■ Text shown
════════════════

If you start controlling the means, it restricts people’s freedom. And I think that is a really important thing for people in crypto — it’s like, I want the freedom to be able to send you, transact with you on a peer-to-peer basis. I feel like It’s sort of crushing the dream of a decentralized world.

JB: Well, I don’t think it’s a question of crushing the dream, it’s that the technology that people have come up with does not support the dream. The dream of being able to conduct a transaction as easily as giving you a dollar bill, but be able to do it internationally, electronically — okay, well that makes sense on the superficial level, so why come up with this huge technology infrastructure that is hugely valuable to the criminals and becomes a central element of organized crime, globally speaking.

And this has happened over the years. In fact, I’ve just read some research that came in a newsletter this morning, about how this notion of decentralized network communication — we’ve never come up with a way of doing it without it just ending up being a means for criminal activity.

Back in the 80s, hardcore pornography was hard to come by. The web wasn’t around. You’d go to your local store, you could get Playboy — but that wasn’t hardcore — so this was it. And it was mostly illegal until the Clinton administration relaxed the obscenity rules in the 1990s. Once the Clinton administration did that, mainstream pornography moved to the web, and it’s been there ever since.

Now along comes BitTorrent. We’re now using the internet, internet speeds are going faster, we’re now able to download videos. So, what do we do? We come up with a peer-to-peer, decentralized protocol that allows anybody to exchange big files with anybody else. So, what do you use that for? Well, pirated software, pirated videos and illegal pornography. Because that was the primary use. This is just human nature: If you have a way of exchanging information or files that is hidden from view, then it is going to be primarily used by criminals to conduct criminal activity.

The problem with BitTorrent was that BitTorrent itself was not particularly anonymous — you had to identify your IP address — so it wasn’t very good for organized crime. It became, sort of, a disorganized crime protocol. It also didn’t provide a payment mechanism. It was more about sharing that illegal porn with your buddies than building a business.

What do we need? We needed a way of greater anonymity in the payments and a payment infrastructure. And along came Bitcoin. That’s why Bitcoin exploded, it was because BitTorrent did not have those things.

Now, you add Bitcoin to BitTorrent and now you can build a global, professional black market for illegal contraband and that’s the dark web.

This is the history of distributed technologies — it’s been one of facilitating criminal enterprise. Bitcoin played right into that, and now we have the dark web and now we have hackers who are leveraging the technologies as well.

════════════════

■ Data shown

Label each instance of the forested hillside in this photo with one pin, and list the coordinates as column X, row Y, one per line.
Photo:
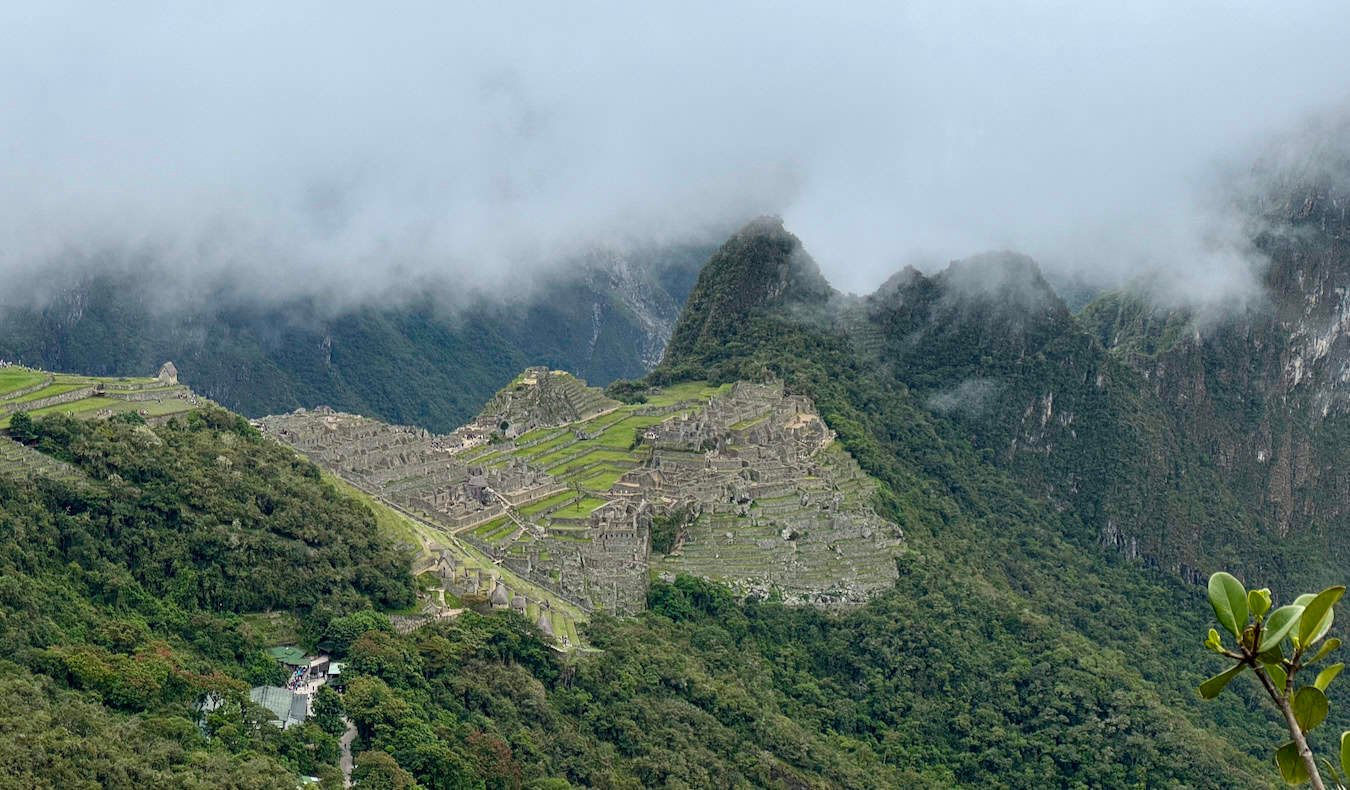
column 431, row 359
column 1017, row 648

════════════════

■ To do
- a) From the interview excerpt, extract the stretch from "What do we need?" through "the dark web.".
- b) Answer these questions using the interview excerpt:
(i) Which administration relaxed the obscenity rules in the 1990s?
(ii) What two things does the speaker say were needed that BitTorrent did not have?
(iii) What does the speaker say you get when you add Bitcoin to BitTorrent?

■ Responses to the exercise
- a)
What do we need? We needed a way of greater anonymity in the payments and a payment infrastructure. And along came Bitcoin. That’s why Bitcoin exploded, it was because BitTorrent did not have those things.

Now, you add Bitcoin to BitTorrent and now you can build a global, professional black market for illegal contraband and that’s the dark web.

- b)
(i) The Clinton administration.
(ii) Greater anonymity in the payments and a payment infrastructure.
(iii) A global, professional black market for illegal contraband, which is the dark web.